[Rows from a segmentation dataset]
....

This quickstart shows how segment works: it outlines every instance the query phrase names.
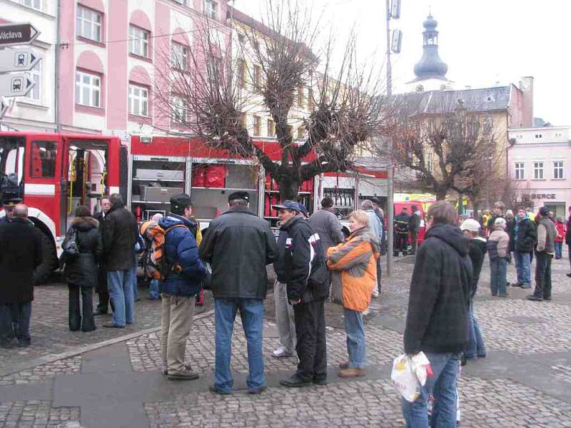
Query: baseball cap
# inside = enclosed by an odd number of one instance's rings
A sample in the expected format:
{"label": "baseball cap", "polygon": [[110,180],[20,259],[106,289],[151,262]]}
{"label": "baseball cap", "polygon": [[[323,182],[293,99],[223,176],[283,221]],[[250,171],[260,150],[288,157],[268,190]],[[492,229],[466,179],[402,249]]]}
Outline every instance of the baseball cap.
{"label": "baseball cap", "polygon": [[191,205],[191,197],[186,193],[181,193],[171,198],[171,209],[175,211],[183,211]]}
{"label": "baseball cap", "polygon": [[480,231],[480,223],[473,218],[467,218],[462,222],[460,228],[461,230],[470,230],[470,232],[477,233]]}
{"label": "baseball cap", "polygon": [[299,207],[299,204],[297,202],[293,202],[293,200],[290,200],[289,199],[286,199],[281,205],[273,205],[274,208],[278,210],[291,210],[293,211],[296,211],[298,213],[300,213],[300,209]]}
{"label": "baseball cap", "polygon": [[228,202],[232,202],[236,199],[243,199],[246,202],[250,202],[250,195],[248,192],[234,192],[228,197]]}
{"label": "baseball cap", "polygon": [[541,207],[540,208],[540,214],[543,217],[549,215],[549,208],[547,207]]}

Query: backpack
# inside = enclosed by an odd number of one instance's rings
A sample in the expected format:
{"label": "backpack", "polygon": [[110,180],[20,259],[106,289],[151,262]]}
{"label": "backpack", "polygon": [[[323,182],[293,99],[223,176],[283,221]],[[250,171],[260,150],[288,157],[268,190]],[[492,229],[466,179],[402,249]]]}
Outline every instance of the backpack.
{"label": "backpack", "polygon": [[145,250],[141,258],[143,268],[147,277],[152,280],[165,280],[173,271],[173,265],[168,263],[163,254],[165,237],[175,228],[186,228],[178,224],[166,230],[156,222],[148,220],[141,225],[140,233],[146,241]]}

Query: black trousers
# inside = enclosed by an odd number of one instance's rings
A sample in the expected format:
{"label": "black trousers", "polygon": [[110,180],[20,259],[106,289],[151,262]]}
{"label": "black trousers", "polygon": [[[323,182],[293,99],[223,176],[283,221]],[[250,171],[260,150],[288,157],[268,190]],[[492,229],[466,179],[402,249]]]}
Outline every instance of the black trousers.
{"label": "black trousers", "polygon": [[544,299],[551,297],[552,256],[542,253],[535,255],[535,291],[534,295]]}
{"label": "black trousers", "polygon": [[[92,287],[81,287],[78,284],[68,284],[69,288],[69,330],[76,332],[92,332],[95,330],[94,320],[94,289]],[[81,306],[79,305],[79,294],[81,294]],[[82,313],[83,312],[83,313]],[[83,315],[83,316],[82,316]]]}
{"label": "black trousers", "polygon": [[297,375],[305,381],[327,377],[327,344],[323,300],[293,306],[298,336]]}

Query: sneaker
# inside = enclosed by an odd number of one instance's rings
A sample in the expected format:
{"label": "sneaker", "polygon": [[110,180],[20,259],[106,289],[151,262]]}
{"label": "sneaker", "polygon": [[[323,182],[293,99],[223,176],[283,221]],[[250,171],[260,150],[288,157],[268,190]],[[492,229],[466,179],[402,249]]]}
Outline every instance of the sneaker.
{"label": "sneaker", "polygon": [[172,373],[166,375],[168,380],[194,380],[200,377],[199,374],[196,372],[190,370],[185,370],[178,373]]}
{"label": "sneaker", "polygon": [[286,358],[291,357],[292,354],[283,347],[280,347],[272,352],[272,357],[275,358]]}
{"label": "sneaker", "polygon": [[536,296],[535,295],[530,295],[527,296],[527,299],[528,300],[532,300],[534,302],[541,302],[542,300],[543,300],[543,297]]}
{"label": "sneaker", "polygon": [[311,386],[311,382],[303,380],[297,374],[293,374],[286,379],[282,379],[280,384],[290,388],[306,388]]}
{"label": "sneaker", "polygon": [[360,377],[365,376],[365,369],[341,369],[337,375],[339,377]]}
{"label": "sneaker", "polygon": [[220,395],[230,395],[232,394],[232,390],[227,390],[227,389],[221,389],[220,388],[216,387],[216,385],[211,385],[208,387],[208,391],[211,392],[214,392],[214,394],[219,394]]}

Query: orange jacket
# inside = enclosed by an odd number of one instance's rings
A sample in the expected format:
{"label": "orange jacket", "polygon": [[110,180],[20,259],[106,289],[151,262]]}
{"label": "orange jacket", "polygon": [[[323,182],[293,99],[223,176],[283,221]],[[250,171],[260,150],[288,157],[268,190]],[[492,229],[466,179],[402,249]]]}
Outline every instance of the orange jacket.
{"label": "orange jacket", "polygon": [[343,307],[363,312],[369,307],[377,286],[379,241],[368,228],[353,232],[343,244],[327,250],[327,265],[341,271]]}

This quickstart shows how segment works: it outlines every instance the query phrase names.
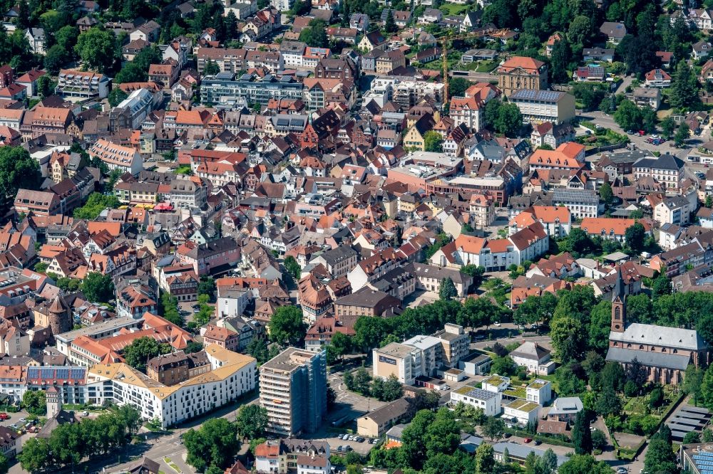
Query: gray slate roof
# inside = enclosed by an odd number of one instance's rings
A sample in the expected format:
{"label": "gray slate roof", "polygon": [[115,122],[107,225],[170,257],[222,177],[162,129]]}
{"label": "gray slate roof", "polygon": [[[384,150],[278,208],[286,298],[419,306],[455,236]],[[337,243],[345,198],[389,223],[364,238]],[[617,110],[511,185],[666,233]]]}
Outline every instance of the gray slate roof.
{"label": "gray slate roof", "polygon": [[630,363],[636,359],[642,365],[685,370],[691,358],[677,354],[636,351],[622,347],[610,347],[607,352],[607,362]]}
{"label": "gray slate roof", "polygon": [[694,330],[637,322],[629,325],[624,332],[612,331],[609,339],[622,344],[651,344],[693,351],[708,347],[708,343]]}

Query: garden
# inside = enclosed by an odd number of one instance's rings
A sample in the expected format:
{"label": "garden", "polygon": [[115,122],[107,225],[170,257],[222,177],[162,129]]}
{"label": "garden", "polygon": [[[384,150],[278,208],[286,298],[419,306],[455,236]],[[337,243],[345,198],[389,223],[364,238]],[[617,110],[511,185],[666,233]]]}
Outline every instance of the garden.
{"label": "garden", "polygon": [[662,387],[649,384],[644,391],[641,395],[628,396],[625,393],[619,396],[622,409],[619,415],[612,414],[607,416],[606,423],[610,431],[650,436],[656,433],[661,421],[683,396],[670,385]]}
{"label": "garden", "polygon": [[578,143],[581,143],[587,147],[607,147],[613,144],[627,143],[629,142],[628,137],[622,135],[620,133],[617,133],[614,130],[588,126],[587,122],[581,122],[580,125],[593,130],[592,135],[582,135],[575,139]]}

....

Shift the answer outlines by adding 114 to every coordinate, then write out everything from the line containing "Query: garden" down to the end of the items. Keep the requests and the format samples unchanged.

Query: garden
# inside = enclosed by an odd number of one instance's rings
A sample in the expected format:
{"label": "garden", "polygon": [[115,122],[107,225],[170,257],[222,177],[162,129]]}
{"label": "garden", "polygon": [[[384,150],[278,208],[286,298],[419,306],[455,236]],[[337,243],[345,198],[389,223],[364,238]],[[617,110],[511,185],[666,233]]]}
Outline every instance of the garden.
{"label": "garden", "polygon": [[776,501],[763,498],[758,505],[755,509],[742,510],[739,507],[733,510],[736,523],[733,529],[726,528],[721,530],[720,537],[724,545],[764,550],[770,547],[775,535],[797,510],[784,499]]}
{"label": "garden", "polygon": [[692,257],[695,257],[701,261],[721,261],[727,258],[741,257],[743,256],[742,251],[736,249],[734,247],[731,247],[728,244],[702,240],[701,236],[695,236],[694,239],[707,244],[706,249],[696,249],[689,253]]}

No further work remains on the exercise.